* [What to work on] Scan the entries below. Report each line where the string "concrete" occurs.

* [Data shown]

╭──

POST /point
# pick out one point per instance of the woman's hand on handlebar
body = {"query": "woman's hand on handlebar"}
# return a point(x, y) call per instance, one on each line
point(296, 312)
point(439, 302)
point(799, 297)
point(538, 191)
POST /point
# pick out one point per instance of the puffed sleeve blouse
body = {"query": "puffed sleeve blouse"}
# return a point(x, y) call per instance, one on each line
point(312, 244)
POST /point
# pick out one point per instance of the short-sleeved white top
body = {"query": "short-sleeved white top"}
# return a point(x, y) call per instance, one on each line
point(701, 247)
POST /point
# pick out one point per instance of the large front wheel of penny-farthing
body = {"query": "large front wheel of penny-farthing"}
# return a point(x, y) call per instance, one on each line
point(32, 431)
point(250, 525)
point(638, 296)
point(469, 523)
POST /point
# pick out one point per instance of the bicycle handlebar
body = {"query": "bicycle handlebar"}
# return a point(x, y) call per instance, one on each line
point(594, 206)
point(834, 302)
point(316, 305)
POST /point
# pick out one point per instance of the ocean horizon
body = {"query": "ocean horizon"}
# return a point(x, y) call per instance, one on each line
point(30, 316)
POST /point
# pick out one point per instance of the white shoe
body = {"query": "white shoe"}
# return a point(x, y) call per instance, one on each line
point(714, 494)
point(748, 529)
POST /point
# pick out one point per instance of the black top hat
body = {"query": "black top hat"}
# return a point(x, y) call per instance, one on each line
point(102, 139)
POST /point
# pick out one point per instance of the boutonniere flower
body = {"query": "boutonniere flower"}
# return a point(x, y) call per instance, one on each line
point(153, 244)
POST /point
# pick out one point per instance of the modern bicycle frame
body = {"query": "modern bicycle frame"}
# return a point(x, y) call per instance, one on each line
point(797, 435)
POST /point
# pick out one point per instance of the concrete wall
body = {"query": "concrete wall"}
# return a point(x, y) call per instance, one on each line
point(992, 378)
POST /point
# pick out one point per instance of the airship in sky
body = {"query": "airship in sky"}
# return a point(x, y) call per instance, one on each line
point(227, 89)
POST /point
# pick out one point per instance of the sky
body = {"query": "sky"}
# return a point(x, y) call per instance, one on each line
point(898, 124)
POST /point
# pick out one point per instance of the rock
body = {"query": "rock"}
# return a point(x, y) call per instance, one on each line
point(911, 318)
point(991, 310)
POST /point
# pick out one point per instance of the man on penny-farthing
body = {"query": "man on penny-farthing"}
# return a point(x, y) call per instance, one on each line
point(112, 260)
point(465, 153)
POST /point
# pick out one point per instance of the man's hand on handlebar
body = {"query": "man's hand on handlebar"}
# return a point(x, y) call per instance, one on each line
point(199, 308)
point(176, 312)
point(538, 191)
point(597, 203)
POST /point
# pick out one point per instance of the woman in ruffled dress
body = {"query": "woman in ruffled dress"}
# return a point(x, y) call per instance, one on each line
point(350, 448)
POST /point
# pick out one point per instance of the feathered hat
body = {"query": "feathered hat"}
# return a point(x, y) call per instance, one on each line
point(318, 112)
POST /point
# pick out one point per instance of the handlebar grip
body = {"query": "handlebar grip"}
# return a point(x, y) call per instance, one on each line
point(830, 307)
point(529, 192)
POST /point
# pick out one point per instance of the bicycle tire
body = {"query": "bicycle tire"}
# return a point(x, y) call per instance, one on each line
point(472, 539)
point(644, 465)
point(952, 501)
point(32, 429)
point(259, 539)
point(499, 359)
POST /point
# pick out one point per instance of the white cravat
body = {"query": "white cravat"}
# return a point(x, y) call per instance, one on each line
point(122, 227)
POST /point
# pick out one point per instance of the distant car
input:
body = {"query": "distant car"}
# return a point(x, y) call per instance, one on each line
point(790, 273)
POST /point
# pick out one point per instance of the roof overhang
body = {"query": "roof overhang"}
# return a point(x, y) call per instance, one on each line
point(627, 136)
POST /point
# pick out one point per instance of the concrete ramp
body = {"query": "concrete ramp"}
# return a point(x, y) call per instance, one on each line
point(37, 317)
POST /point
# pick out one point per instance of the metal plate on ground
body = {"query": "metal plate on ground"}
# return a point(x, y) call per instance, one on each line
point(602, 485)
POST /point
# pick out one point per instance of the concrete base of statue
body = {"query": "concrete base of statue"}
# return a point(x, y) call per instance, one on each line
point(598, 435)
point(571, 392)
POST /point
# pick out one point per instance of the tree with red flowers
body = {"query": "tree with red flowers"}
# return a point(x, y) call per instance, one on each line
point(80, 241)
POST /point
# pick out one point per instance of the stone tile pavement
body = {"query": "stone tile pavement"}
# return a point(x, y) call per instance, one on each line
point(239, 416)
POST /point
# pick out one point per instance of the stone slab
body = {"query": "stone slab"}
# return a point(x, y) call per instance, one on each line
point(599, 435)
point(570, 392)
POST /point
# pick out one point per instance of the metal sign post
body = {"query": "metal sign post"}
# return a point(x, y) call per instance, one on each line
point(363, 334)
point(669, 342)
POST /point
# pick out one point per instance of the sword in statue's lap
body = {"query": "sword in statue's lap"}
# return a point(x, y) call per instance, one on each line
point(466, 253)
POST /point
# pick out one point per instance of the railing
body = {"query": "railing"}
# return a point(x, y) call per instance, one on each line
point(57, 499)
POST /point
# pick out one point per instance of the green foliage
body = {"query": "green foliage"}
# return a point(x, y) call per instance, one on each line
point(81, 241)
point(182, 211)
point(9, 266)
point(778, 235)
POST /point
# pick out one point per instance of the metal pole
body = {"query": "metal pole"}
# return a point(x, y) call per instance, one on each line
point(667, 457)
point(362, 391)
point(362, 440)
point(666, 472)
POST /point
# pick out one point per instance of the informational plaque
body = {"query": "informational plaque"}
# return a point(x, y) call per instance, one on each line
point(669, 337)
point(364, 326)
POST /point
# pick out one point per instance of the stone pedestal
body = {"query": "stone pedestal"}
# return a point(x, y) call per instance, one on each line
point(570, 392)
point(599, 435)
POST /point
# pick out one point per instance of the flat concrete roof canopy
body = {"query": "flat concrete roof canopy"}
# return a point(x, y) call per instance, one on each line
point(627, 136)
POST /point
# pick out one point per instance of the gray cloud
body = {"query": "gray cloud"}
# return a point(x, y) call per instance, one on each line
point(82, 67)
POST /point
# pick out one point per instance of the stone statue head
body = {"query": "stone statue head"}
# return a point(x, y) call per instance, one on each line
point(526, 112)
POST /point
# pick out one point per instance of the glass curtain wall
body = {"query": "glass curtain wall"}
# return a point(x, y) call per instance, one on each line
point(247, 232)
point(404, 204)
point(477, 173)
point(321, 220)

╰──

* [Expected output]
# pick out one point per instance of the concrete wall
body = {"query": "concrete wall"}
# pick out one point per instance of the concrete ramp
body = {"query": "concrete ramp"}
# pick out one point per instance of the concrete base of statue
body = {"query": "concrete base of statue"}
# pick out one point per instance of the flat concrete roof canopy
body = {"query": "flat concrete roof canopy"}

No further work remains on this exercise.